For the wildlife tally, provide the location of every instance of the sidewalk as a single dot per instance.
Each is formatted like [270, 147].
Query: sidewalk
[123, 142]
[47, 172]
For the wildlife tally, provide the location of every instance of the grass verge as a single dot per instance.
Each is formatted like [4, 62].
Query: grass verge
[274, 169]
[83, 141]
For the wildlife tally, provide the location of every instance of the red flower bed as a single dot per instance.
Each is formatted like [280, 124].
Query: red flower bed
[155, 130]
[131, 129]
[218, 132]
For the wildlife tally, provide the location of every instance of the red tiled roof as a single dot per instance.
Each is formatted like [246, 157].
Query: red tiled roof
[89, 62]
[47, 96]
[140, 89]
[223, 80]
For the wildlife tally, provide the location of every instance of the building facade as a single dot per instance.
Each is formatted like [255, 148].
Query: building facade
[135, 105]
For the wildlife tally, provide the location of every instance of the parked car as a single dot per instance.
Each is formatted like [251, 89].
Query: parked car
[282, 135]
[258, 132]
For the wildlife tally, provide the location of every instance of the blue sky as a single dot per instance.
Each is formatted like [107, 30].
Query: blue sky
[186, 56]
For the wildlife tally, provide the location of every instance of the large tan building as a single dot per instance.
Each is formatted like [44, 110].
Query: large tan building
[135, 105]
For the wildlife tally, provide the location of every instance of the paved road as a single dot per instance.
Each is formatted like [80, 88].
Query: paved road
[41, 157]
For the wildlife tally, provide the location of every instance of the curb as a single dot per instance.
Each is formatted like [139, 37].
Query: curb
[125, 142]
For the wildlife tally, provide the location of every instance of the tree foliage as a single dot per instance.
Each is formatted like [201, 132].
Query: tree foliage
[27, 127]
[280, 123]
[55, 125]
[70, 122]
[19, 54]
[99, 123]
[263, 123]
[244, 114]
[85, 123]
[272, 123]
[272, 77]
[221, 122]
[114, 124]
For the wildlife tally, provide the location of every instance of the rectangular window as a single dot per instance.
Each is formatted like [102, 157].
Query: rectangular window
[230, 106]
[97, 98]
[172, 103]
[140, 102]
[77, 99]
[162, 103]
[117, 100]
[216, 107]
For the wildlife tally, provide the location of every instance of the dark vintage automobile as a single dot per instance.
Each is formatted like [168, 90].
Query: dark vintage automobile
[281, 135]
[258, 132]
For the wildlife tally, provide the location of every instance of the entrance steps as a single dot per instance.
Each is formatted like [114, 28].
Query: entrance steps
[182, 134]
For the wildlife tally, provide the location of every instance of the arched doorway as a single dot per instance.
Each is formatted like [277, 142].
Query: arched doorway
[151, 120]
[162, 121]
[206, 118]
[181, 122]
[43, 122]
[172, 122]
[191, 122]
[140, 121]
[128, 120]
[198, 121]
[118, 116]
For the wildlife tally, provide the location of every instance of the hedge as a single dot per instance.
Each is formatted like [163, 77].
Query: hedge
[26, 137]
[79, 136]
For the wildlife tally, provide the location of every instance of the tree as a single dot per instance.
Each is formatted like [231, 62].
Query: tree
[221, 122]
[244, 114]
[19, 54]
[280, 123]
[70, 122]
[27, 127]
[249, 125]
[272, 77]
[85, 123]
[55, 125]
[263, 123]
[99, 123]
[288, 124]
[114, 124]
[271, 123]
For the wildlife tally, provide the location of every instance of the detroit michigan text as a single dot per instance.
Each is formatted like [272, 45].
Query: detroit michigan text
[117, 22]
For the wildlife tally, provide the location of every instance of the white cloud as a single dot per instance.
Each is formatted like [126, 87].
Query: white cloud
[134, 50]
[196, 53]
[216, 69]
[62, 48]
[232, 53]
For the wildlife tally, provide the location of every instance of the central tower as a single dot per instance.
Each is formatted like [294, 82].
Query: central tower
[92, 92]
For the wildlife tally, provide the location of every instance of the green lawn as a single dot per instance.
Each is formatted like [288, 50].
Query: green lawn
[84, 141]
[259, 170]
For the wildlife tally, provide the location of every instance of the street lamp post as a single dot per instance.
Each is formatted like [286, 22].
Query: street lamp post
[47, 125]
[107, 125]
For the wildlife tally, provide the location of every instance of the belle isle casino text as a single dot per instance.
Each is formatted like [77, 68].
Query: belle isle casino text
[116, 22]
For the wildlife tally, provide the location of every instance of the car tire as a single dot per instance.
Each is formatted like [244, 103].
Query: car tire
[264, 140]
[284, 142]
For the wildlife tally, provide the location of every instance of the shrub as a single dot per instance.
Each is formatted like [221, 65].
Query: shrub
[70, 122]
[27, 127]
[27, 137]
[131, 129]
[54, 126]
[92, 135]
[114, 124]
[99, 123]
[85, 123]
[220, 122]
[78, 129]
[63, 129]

--

**Requirements**
Convert the entries above into a JSON array of strings, with one string for each line and no strings for blank lines.

**Output of the task**
[
  "For the wildlife tally, provide the location of every instance of the sidewalk as a single dot per instance.",
  "Each is formatted like [270, 147].",
  "Query: sidewalk",
  "[123, 142]",
  "[47, 172]",
  "For the wildlife tally, provide the location of every instance of the grass verge as a single dot per instance.",
  "Each is formatted like [4, 62].",
  "Query: grass verge",
  "[274, 169]",
  "[83, 141]",
  "For the wildlife tally, provide the location of every instance of the red flower bed as a single dot per instance.",
  "Each is formatted like [280, 124].",
  "Query: red flower bed",
  "[155, 130]",
  "[131, 129]",
  "[218, 132]",
  "For the wildlife tally, provide the location of every instance of the red tiled roof as a single dot per instance.",
  "Each is formatted like [246, 157].",
  "Query: red tiled roof",
  "[89, 62]",
  "[47, 96]",
  "[140, 89]",
  "[223, 80]",
  "For the wildlife tally, provide the location of every instance of the building facade as a single dot per instance.",
  "Each is formatted like [255, 148].",
  "Query: building facade",
  "[135, 105]",
  "For the wildlife tally, provide the location of every instance of the parked car as a single dot per instance.",
  "Each is formatted like [251, 89].",
  "Query: parked car",
  "[282, 135]",
  "[258, 132]",
  "For the wildlife tally, provide the location of every instance of the blue sky as a single dot per instance.",
  "Each is formatted like [107, 30].",
  "Query: blue sky",
  "[186, 56]",
  "For the wildlife tally, provide the location of every instance of the large tan building as a single dot per instance.",
  "Each is formatted like [44, 110].",
  "Query: large tan building",
  "[135, 105]",
  "For the wildlife tally, provide the location of every instance of the paved road as a single dot per instance.",
  "Each is formatted like [80, 88].",
  "Query: paved road",
  "[41, 157]",
  "For the wildlife tally, provide the location of every instance of the curb as a single dot per instance.",
  "Each is formatted like [139, 37].",
  "Query: curb",
  "[125, 142]",
  "For the wildlife tally, provide the location of every instance of the tree foliage as a single dot per instance.",
  "Each is formatted like [201, 132].",
  "Query: tree foliage",
  "[27, 127]",
  "[280, 123]",
  "[55, 125]",
  "[70, 122]",
  "[19, 54]",
  "[99, 123]",
  "[263, 123]",
  "[244, 114]",
  "[85, 123]",
  "[272, 123]",
  "[272, 77]",
  "[221, 122]",
  "[114, 124]",
  "For the wildlife tally, provide the location of every instance of the rectangular window as a single dot per instance.",
  "Each is formatted like [102, 157].",
  "Query: rectangular window",
  "[230, 106]",
  "[97, 98]",
  "[172, 103]",
  "[140, 102]",
  "[77, 99]",
  "[162, 103]",
  "[117, 100]",
  "[216, 107]",
  "For the wildlife tally, provide the location of every instance of the dark vintage automobile as a single dot per instance.",
  "Each is formatted like [168, 90].",
  "Query: dark vintage automobile",
  "[281, 135]",
  "[258, 132]",
  "For the wildlife tally, provide the location of every instance of the entrance steps as a single dot per instance.",
  "Each is formatted like [114, 28].",
  "Query: entrance steps",
  "[182, 134]",
  "For the wildlife tally, provide the location of every instance of the arched doorway as a single dot per instance.",
  "Each is formatted like [277, 142].",
  "Query: arched doorway",
  "[151, 120]",
  "[162, 121]",
  "[206, 118]",
  "[181, 122]",
  "[43, 122]",
  "[172, 122]",
  "[191, 122]",
  "[140, 121]",
  "[128, 120]",
  "[198, 121]",
  "[118, 116]",
  "For the wildlife tally, provide the location of every instance of the hedge as a single dot per instance.",
  "Each is formatted like [163, 77].",
  "Query: hedge",
  "[26, 137]",
  "[79, 136]",
  "For the wildlife tally, provide the location of every instance of the tree as a single dot per instance.",
  "Each is formatted like [231, 62].",
  "Query: tree",
  "[221, 122]",
  "[244, 114]",
  "[19, 54]",
  "[280, 123]",
  "[70, 122]",
  "[27, 127]",
  "[249, 125]",
  "[272, 77]",
  "[85, 123]",
  "[55, 125]",
  "[263, 123]",
  "[99, 123]",
  "[288, 124]",
  "[114, 124]",
  "[271, 123]",
  "For the wildlife tally, provide the location of every instance of the detroit michigan text as a single dot per instance.",
  "Each is formatted like [272, 45].",
  "Query: detroit michigan text",
  "[117, 22]",
  "For the wildlife tally, provide the location of every instance of the white cloud as a single dot per instance.",
  "Each is formatted like [126, 87].",
  "Query: white cloud",
  "[134, 50]",
  "[196, 53]",
  "[216, 69]",
  "[62, 48]",
  "[232, 53]",
  "For the wildlife tally, provide the location of every instance of the central tower as a single dot per instance.",
  "Each is formatted like [294, 82].",
  "Query: central tower",
  "[92, 92]",
  "For the wildlife tally, provide the location of every instance of the green lawn as a single dot per instance.",
  "Each is formatted like [288, 50].",
  "Query: green lawn",
  "[84, 141]",
  "[259, 170]",
  "For the wildlife tally, provide the location of every instance of the street lamp post as a single dot per instance.",
  "Each is formatted like [286, 22].",
  "Query: street lamp post",
  "[47, 125]",
  "[107, 125]",
  "For the wildlife tally, provide the location of every instance of the belle isle casino text as a single dot per instance.",
  "Each is formatted like [77, 68].",
  "Query: belle isle casino text",
  "[116, 22]",
  "For the wildlife tally, provide the location of every instance of the car tire as a single dot per instance.",
  "Each is formatted like [244, 103].",
  "Query: car tire",
  "[264, 140]",
  "[284, 142]",
  "For the wildlife tally, provide the location of every instance of the shrub as a single dot per instance.",
  "Each is formatted like [221, 65].",
  "Query: shrub",
  "[70, 122]",
  "[27, 127]",
  "[27, 137]",
  "[131, 129]",
  "[54, 126]",
  "[92, 135]",
  "[114, 124]",
  "[99, 123]",
  "[85, 123]",
  "[220, 122]",
  "[78, 129]",
  "[63, 129]"
]